Collected data:
= = = = = = =

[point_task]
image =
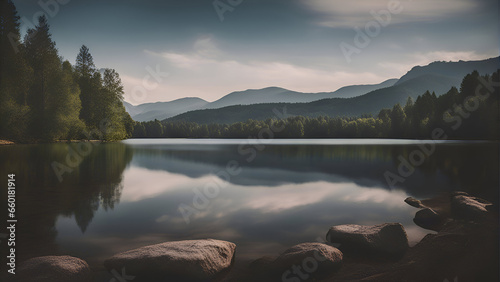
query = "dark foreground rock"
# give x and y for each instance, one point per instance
(429, 219)
(387, 240)
(54, 268)
(195, 260)
(311, 259)
(414, 202)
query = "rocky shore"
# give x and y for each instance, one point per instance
(465, 248)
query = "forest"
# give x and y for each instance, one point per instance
(44, 98)
(469, 113)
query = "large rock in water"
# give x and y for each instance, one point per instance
(468, 207)
(54, 268)
(314, 259)
(195, 260)
(387, 240)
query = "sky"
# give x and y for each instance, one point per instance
(170, 49)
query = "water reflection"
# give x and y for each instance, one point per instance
(126, 195)
(41, 199)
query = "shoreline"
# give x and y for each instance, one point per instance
(462, 248)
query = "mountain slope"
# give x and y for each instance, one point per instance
(281, 95)
(453, 69)
(163, 110)
(372, 103)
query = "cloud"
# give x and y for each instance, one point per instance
(207, 71)
(338, 13)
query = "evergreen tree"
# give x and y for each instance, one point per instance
(89, 81)
(43, 58)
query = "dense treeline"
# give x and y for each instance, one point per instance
(43, 98)
(471, 113)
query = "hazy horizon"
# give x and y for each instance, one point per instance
(293, 44)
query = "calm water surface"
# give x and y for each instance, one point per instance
(125, 195)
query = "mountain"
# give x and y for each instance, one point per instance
(413, 84)
(163, 110)
(281, 95)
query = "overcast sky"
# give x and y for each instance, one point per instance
(295, 44)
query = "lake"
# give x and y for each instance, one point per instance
(264, 196)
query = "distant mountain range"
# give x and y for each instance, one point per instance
(163, 110)
(347, 101)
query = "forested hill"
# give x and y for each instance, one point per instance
(370, 103)
(469, 113)
(43, 98)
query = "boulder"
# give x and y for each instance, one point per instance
(429, 219)
(387, 240)
(194, 260)
(468, 207)
(313, 259)
(54, 268)
(414, 202)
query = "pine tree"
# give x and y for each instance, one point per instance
(14, 76)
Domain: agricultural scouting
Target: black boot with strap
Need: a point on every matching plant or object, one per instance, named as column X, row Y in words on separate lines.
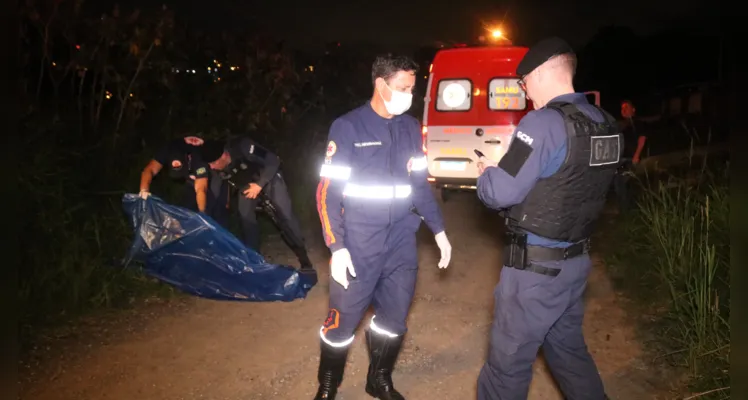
column 331, row 368
column 383, row 353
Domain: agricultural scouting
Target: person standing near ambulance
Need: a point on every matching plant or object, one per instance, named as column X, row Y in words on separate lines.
column 376, row 170
column 551, row 185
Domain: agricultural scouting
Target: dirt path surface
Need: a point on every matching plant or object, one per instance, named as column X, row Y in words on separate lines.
column 201, row 349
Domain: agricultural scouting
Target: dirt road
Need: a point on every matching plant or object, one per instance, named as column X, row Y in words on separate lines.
column 200, row 349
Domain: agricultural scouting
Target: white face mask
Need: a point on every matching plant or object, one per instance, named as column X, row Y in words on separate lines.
column 399, row 103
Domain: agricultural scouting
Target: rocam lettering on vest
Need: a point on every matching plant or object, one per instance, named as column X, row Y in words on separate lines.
column 524, row 137
column 604, row 150
column 367, row 144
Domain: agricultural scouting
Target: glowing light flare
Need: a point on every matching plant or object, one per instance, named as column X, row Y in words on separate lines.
column 454, row 95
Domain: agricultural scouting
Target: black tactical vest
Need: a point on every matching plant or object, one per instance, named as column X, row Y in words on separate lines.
column 566, row 205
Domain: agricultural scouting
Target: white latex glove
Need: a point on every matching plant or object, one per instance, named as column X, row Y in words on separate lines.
column 484, row 163
column 339, row 265
column 445, row 247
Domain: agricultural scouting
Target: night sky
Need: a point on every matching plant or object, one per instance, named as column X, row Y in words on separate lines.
column 307, row 23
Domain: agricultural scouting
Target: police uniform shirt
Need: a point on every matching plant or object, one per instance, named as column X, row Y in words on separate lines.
column 250, row 162
column 545, row 133
column 182, row 160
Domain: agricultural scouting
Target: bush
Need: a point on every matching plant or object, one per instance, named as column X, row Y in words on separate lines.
column 675, row 246
column 100, row 93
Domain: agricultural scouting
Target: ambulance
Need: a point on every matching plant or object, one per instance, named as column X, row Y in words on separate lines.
column 473, row 102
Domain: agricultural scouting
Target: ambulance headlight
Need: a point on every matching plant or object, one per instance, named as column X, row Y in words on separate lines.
column 454, row 95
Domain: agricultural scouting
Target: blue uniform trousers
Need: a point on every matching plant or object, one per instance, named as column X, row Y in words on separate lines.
column 532, row 311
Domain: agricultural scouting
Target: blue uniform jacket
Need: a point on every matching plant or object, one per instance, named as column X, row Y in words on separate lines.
column 547, row 133
column 374, row 173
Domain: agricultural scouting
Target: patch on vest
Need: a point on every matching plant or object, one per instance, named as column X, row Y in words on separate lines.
column 518, row 153
column 604, row 150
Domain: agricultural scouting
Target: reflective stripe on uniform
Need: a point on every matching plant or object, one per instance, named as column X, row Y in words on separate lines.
column 419, row 164
column 377, row 329
column 335, row 172
column 376, row 192
column 334, row 344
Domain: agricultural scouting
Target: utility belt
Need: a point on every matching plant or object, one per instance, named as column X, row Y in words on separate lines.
column 519, row 255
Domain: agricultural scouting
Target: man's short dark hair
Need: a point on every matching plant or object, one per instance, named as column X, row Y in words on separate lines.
column 386, row 66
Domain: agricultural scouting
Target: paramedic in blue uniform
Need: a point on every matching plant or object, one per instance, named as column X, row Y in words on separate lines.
column 551, row 186
column 375, row 169
column 255, row 172
column 182, row 158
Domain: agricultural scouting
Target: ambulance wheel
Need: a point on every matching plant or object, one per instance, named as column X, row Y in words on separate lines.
column 445, row 193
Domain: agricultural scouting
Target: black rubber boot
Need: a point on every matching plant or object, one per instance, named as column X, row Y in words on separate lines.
column 383, row 353
column 331, row 368
column 303, row 257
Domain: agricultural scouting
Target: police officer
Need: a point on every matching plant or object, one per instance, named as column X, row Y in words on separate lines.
column 633, row 145
column 182, row 158
column 375, row 169
column 552, row 185
column 255, row 172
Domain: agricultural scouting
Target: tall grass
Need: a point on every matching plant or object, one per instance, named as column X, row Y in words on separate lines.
column 677, row 240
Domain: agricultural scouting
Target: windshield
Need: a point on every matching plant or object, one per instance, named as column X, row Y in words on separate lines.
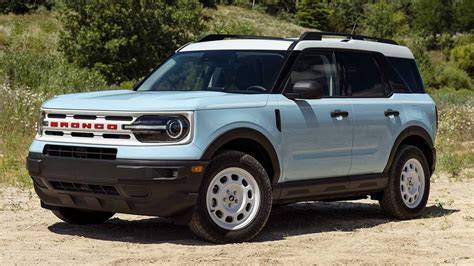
column 226, row 71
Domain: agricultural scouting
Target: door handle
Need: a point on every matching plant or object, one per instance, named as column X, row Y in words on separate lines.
column 338, row 112
column 390, row 112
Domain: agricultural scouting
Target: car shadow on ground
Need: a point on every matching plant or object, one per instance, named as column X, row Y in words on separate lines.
column 290, row 220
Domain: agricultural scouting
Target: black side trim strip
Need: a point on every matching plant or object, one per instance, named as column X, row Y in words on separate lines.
column 327, row 188
column 318, row 36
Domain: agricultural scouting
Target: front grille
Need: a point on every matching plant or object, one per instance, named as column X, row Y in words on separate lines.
column 80, row 152
column 87, row 188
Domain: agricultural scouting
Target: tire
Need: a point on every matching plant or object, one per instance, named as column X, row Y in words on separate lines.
column 405, row 197
column 232, row 173
column 76, row 216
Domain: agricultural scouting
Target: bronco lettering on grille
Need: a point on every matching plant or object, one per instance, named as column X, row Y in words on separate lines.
column 84, row 125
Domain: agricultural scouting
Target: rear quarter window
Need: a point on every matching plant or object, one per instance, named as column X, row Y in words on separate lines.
column 408, row 71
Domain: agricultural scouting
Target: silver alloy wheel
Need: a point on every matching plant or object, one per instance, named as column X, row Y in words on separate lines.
column 233, row 198
column 412, row 183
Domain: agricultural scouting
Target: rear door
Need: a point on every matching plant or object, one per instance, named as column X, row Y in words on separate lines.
column 316, row 133
column 377, row 114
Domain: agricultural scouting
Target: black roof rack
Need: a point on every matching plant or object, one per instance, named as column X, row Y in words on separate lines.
column 218, row 37
column 317, row 36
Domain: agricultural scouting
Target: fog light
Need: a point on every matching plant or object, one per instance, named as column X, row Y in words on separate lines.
column 197, row 169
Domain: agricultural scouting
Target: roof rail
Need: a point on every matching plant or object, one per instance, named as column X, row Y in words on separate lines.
column 317, row 36
column 218, row 37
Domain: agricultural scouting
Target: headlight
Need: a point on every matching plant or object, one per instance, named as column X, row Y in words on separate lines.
column 41, row 123
column 160, row 128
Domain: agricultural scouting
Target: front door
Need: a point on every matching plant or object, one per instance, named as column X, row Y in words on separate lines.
column 316, row 133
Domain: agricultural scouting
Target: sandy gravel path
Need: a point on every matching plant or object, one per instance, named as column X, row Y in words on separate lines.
column 343, row 232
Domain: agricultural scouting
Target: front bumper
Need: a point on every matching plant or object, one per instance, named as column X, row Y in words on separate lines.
column 146, row 187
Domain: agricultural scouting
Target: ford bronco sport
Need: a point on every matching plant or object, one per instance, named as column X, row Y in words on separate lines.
column 229, row 125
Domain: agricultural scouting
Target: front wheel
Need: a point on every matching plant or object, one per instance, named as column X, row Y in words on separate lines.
column 76, row 216
column 408, row 189
column 235, row 199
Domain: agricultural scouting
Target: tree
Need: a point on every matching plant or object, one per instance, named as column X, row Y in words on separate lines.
column 433, row 17
column 383, row 20
column 312, row 14
column 345, row 15
column 125, row 39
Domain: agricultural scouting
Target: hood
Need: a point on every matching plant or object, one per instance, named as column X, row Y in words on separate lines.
column 143, row 101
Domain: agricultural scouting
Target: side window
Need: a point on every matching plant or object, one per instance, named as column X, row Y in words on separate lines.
column 393, row 77
column 362, row 76
column 409, row 72
column 319, row 66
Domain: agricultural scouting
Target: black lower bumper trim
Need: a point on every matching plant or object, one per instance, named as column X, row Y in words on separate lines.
column 146, row 187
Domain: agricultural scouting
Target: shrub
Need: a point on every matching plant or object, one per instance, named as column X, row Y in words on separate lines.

= = = = = = =

**Goal:** State how many lines of the listing contain the string "roof". Give the number alone.

**Solution to this exercise:** 2